Threet started a total of eight games, four more than Sheridan's season total. The team recorded its worst season ever after posting a 3–9 record and stopping the country's longest streak of consecutive bowl appearances at 33. He ended the season with 102 completions on 200 attempts for 1,105 yards and nine touchdowns. He also threw seven interceptions. In the offseason, Rodriguez signed quarterbacks Tate Forcier and Denard Robinson on National Signing Day. In February 2009, Threet announced his decision to transfer from the University of Michigan.

As a 6-foot, 6-inch traditional pocket passer, Threet had not fit into the Michigan offensive scheme under first-year head coach Rodriguez, whose spread offense emphasizes mobile quarterbacks. On announcing his transfer to Arizona State, Threet said:"I like the pro-style offense and the coaching staff at Arizona State. My career has been filled with ups and downs and coaching changes aren't easy. I was at Georgia Tech for two weeks when they changed coaches. Michigan had the same coaches for like 30 years and then they change. When Coach [Lloyd] Carr retired I wanted to transfer, but I took Coach [Rich] Rodriguez at his word about the offense. I tried to stick it out. I tried to help Michigan win. But in the end the offense didn't fit me. They have a run first offense at every position. What they want is Pat White and that's not me."

===Arizona State===
In April 2009 Threet announced his decision to transfer to Arizona State University. Interviewed by The Michigan Daily, Threet explained his choice of Arizona State over Oregon State: "The first thing I looked at for any school I was going to go to was the offense they run and the coaching staff. Arizona State, I feel it fits me offensively with the type of offense they run, it's a pro-style offense. I get along very well with the coaching staff, I feel like they will be able to help me get better every day in practice and throughout the season and help me develop."

Under transfer rules Threet was required to sit out the 2009 season, but had two years of eligibility remaining.

In March 2010 Threet started for the first unit in Arizona State's spring game, though head coach, Dennis Erickson, said that that was only because Threet won a coin flip. At the time, Threet said, "I'm very excited, but I'm just a competitive person. Anytime I go out to practice, I'm trying to compete with whoever I'm playing against whether its last year on the scout team or this year trying to win the starting job."
━━━
# ACTION ITEM
In the account of Threet's college football career above, what reason did head coach Dennis Erickson give for Threet starting for the first unit in Arizona State's March 2010 spring game?
━━━
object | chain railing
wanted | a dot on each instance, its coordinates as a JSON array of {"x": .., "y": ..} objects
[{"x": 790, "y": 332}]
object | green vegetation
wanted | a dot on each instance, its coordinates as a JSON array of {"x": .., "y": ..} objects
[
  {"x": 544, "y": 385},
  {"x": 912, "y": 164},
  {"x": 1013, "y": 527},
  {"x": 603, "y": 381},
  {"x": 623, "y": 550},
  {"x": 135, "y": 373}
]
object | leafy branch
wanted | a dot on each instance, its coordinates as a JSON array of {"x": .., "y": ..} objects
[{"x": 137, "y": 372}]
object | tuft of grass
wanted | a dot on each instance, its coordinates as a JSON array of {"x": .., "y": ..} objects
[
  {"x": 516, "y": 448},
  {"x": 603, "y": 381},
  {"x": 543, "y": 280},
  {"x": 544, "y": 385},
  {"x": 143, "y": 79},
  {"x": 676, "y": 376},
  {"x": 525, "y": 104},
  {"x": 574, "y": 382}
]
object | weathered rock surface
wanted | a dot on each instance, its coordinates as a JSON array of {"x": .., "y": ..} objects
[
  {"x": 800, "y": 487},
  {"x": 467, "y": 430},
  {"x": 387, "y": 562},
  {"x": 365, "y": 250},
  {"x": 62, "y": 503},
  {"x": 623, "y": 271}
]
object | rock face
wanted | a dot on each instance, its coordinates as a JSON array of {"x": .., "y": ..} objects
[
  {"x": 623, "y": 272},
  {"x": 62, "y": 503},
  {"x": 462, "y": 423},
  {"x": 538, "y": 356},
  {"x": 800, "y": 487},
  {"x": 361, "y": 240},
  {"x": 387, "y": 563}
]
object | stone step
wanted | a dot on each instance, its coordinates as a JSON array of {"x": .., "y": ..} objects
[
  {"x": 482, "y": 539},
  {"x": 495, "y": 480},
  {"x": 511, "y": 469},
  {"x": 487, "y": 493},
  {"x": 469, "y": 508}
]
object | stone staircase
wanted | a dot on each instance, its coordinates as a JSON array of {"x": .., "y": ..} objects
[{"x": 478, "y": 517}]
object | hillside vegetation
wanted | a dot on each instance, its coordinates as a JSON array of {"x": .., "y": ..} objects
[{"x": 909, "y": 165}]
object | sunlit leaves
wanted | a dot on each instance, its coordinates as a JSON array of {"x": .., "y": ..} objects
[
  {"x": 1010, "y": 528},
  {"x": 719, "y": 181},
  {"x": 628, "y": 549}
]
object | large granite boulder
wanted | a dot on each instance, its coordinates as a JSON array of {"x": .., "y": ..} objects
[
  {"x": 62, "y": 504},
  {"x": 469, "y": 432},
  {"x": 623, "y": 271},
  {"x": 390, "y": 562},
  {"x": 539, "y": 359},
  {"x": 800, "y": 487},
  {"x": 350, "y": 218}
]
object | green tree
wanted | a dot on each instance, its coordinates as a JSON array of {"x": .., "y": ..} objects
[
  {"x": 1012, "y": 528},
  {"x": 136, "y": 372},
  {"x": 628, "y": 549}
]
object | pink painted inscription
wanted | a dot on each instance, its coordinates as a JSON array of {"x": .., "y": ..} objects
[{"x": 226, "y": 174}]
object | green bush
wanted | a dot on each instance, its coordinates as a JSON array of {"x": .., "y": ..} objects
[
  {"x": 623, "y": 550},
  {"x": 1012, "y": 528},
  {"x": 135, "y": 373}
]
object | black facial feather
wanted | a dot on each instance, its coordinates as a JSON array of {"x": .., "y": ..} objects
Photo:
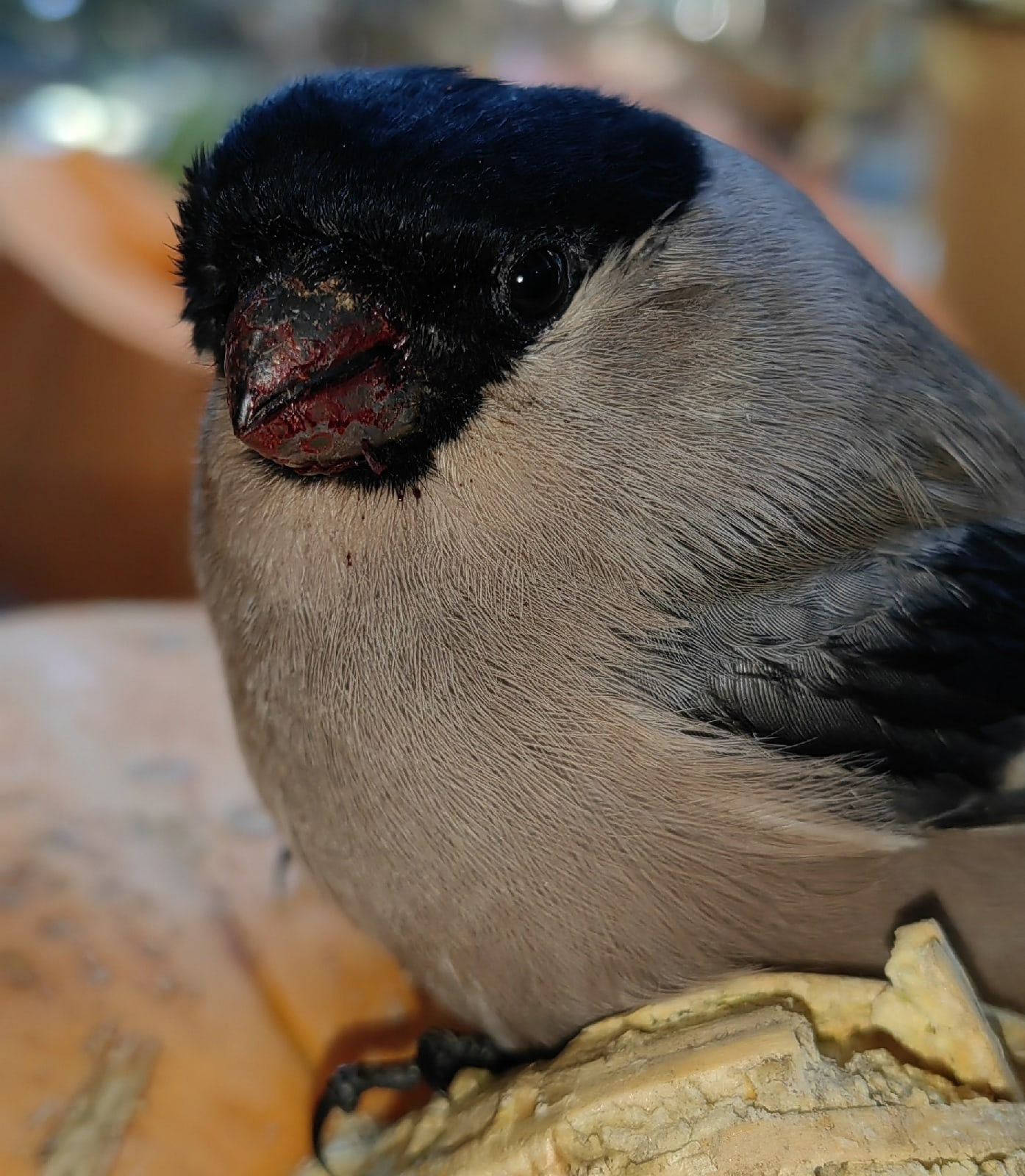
━━━
# WRITTEN SOLUTION
Threet won a coin flip.